▸ Your instructions
Restate the data exactly as given and keep the pictures out.

▸ Extracted data
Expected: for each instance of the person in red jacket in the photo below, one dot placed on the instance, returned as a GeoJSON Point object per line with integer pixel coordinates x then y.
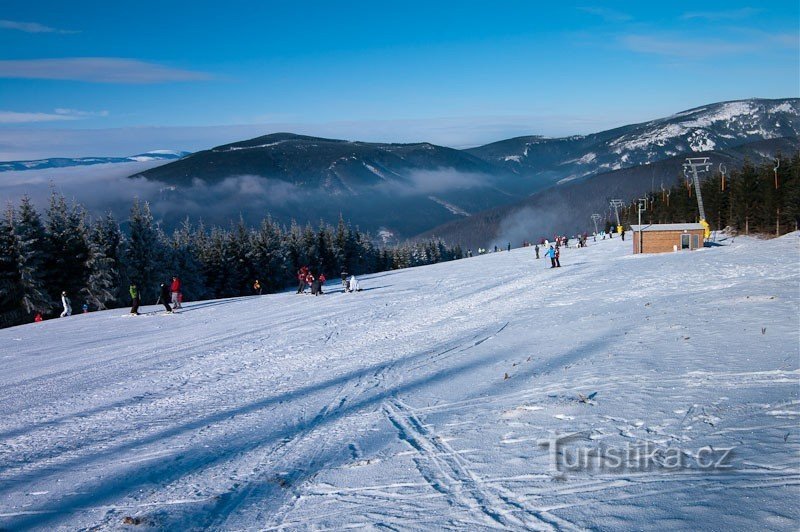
{"type": "Point", "coordinates": [175, 289]}
{"type": "Point", "coordinates": [309, 280]}
{"type": "Point", "coordinates": [301, 279]}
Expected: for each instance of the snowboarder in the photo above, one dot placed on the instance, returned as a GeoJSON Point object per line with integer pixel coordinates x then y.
{"type": "Point", "coordinates": [163, 298]}
{"type": "Point", "coordinates": [134, 299]}
{"type": "Point", "coordinates": [309, 280]}
{"type": "Point", "coordinates": [66, 303]}
{"type": "Point", "coordinates": [552, 254]}
{"type": "Point", "coordinates": [316, 287]}
{"type": "Point", "coordinates": [302, 273]}
{"type": "Point", "coordinates": [175, 289]}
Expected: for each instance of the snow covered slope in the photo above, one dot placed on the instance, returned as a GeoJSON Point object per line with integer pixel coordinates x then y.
{"type": "Point", "coordinates": [423, 402]}
{"type": "Point", "coordinates": [64, 162]}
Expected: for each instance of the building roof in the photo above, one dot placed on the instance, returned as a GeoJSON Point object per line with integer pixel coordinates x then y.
{"type": "Point", "coordinates": [667, 227]}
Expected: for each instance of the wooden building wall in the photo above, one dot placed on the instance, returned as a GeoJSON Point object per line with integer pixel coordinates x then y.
{"type": "Point", "coordinates": [663, 241]}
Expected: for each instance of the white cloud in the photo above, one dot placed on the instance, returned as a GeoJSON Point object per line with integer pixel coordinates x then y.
{"type": "Point", "coordinates": [80, 114]}
{"type": "Point", "coordinates": [609, 15]}
{"type": "Point", "coordinates": [678, 46]}
{"type": "Point", "coordinates": [13, 117]}
{"type": "Point", "coordinates": [31, 27]}
{"type": "Point", "coordinates": [96, 69]}
{"type": "Point", "coordinates": [731, 14]}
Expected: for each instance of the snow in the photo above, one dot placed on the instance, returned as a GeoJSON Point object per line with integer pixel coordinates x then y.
{"type": "Point", "coordinates": [424, 402]}
{"type": "Point", "coordinates": [455, 209]}
{"type": "Point", "coordinates": [785, 107]}
{"type": "Point", "coordinates": [238, 148]}
{"type": "Point", "coordinates": [375, 171]}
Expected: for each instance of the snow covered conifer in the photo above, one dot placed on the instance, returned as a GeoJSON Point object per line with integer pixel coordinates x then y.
{"type": "Point", "coordinates": [104, 279]}
{"type": "Point", "coordinates": [11, 312]}
{"type": "Point", "coordinates": [68, 253]}
{"type": "Point", "coordinates": [142, 249]}
{"type": "Point", "coordinates": [31, 247]}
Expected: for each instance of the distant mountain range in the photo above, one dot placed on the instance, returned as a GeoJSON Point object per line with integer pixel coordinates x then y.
{"type": "Point", "coordinates": [403, 190]}
{"type": "Point", "coordinates": [567, 208]}
{"type": "Point", "coordinates": [63, 162]}
{"type": "Point", "coordinates": [717, 126]}
{"type": "Point", "coordinates": [406, 189]}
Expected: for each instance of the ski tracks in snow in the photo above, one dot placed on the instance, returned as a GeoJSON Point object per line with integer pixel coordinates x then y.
{"type": "Point", "coordinates": [447, 472]}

▸ Answer to the problem
Expected: for each instance of the person in red jacket in the photo below, one dot placed on the instance, returned as a GeoJSON Point object per line with integer pixel coordinates x then y.
{"type": "Point", "coordinates": [175, 289]}
{"type": "Point", "coordinates": [309, 280]}
{"type": "Point", "coordinates": [301, 279]}
Expected: for each instance of the snowboarder in the photo above, one dot placed on the instance, returned as a GeoJSON Point object per line with integer pixel coordinates x then y.
{"type": "Point", "coordinates": [163, 298]}
{"type": "Point", "coordinates": [134, 299]}
{"type": "Point", "coordinates": [309, 280]}
{"type": "Point", "coordinates": [66, 303]}
{"type": "Point", "coordinates": [552, 254]}
{"type": "Point", "coordinates": [316, 287]}
{"type": "Point", "coordinates": [302, 273]}
{"type": "Point", "coordinates": [175, 289]}
Expected: for each instance of the snow covered slope in the photo above, one dot placed on the instance, returned as a GeoJSON Point object per line with integer pixel coordinates x then y.
{"type": "Point", "coordinates": [423, 402]}
{"type": "Point", "coordinates": [64, 162]}
Expected: for each instance of the building roof in the photo above, one dot placed on the instance, returned as a GeoJSON Point object per line with integer pixel coordinates x then y.
{"type": "Point", "coordinates": [667, 227]}
Expected: for each instance of the wooden building wall in the photo above, one dot placed on the instance, returned as a GeoJSON Point object per line with integer pixel coordinates x then y.
{"type": "Point", "coordinates": [663, 241]}
Expected: for each instance of the white cloud in the photo above, one dot placed on the instance, returned as a GeoJSON Point object per line with integer pixel coordinates x then y.
{"type": "Point", "coordinates": [80, 114]}
{"type": "Point", "coordinates": [609, 15]}
{"type": "Point", "coordinates": [678, 46]}
{"type": "Point", "coordinates": [13, 117]}
{"type": "Point", "coordinates": [31, 27]}
{"type": "Point", "coordinates": [96, 69]}
{"type": "Point", "coordinates": [731, 14]}
Expected: for each instance of the snow in the photo above, one dot placed on the instance, returned as a GeoJSON Point object per line with integer pixel coordinates x then y.
{"type": "Point", "coordinates": [424, 402]}
{"type": "Point", "coordinates": [455, 209]}
{"type": "Point", "coordinates": [785, 107]}
{"type": "Point", "coordinates": [238, 148]}
{"type": "Point", "coordinates": [375, 171]}
Expected: for each instance of the snow covered conifer in the photo above, one dot placed on the instance, returned as a GeoJSON Point object per line with integer pixel coordinates x then y.
{"type": "Point", "coordinates": [104, 279]}
{"type": "Point", "coordinates": [11, 312]}
{"type": "Point", "coordinates": [68, 253]}
{"type": "Point", "coordinates": [142, 249]}
{"type": "Point", "coordinates": [31, 247]}
Expected: for each instance of the distant mountain range in the photo above, one dot placed on the instance, returned as a GeoJSON Point object per line with integer pixel coordinates x then y.
{"type": "Point", "coordinates": [403, 190]}
{"type": "Point", "coordinates": [567, 208]}
{"type": "Point", "coordinates": [63, 162]}
{"type": "Point", "coordinates": [717, 126]}
{"type": "Point", "coordinates": [406, 189]}
Expected: for each instance of the ski tracks in snow in the photo above, one dot placed on the instance, returned as a GeoJSON Point object per line with integer pixel coordinates x then y.
{"type": "Point", "coordinates": [447, 472]}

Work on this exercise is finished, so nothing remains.